Stink bugs overwinter as adults. We start to see them in our homes around this time of year because they won't survive the winter outdoors. In the fall, they make their way into homes and other buildings, usually hiding out in safe spaces like attics. While indoors, they do move around from place to place, but they don't eat or breed until they move back outdoors in the spring, the Arboretum reports.

Keeping the stink at bay

Even though stink bugs won't cause you any harm, many of us would rather not find these bugs hiding out in the corners and crevices of our homes. The best way to avoid finding them inside is not giving them a way to get in in the first place.

The Morton Arboretum recommends caulking around any crevices and cracks around the outside of your home — check doors, windows, along the foundation and around air-conditioning units. You should also make sure chimneys and air vents are covered with protective screens.

You can also make an ecofriendly repellent spray you can use indoors around any cracks and crevices. In a spray bottle, combine three-quarters of a cup of Dawn dish-washing soap with 4 cups of hot water and shake well so the concoction is well mixed, Treehugger advises.

If the stink bugs have already made their way in, you can gently remove them by hand and place them outside, the Arboretum advises. Just remember not to step on or squish any stink bugs you find — unless you're ready to endure their off-putting smell for awhile.

## List of tasks
a) Name the spots around the outside of a home that the stink bug article says to check when caulking.
b) Reproduce the stink bug article from "Keeping the stink" up to and including "with protective screens.", substituting "sealing" for "caulking".

## Data segment
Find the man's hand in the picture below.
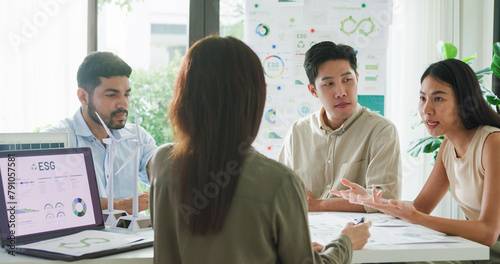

## Solutions for each task
a) Doors, windows, along the foundation, and around air-conditioning units.

b)
Keeping the stink at bay

Even though stink bugs won't cause you any harm, many of us would rather not find these bugs hiding out in the corners and crevices of our homes. The best way to avoid finding them inside is not giving them a way to get in in the first place.

The Morton Arboretum recommends sealing around any crevices and cracks around the outside of your home — check doors, windows, along the foundation and around air-conditioning units. You should also make sure chimneys and air vents are covered with protective screens.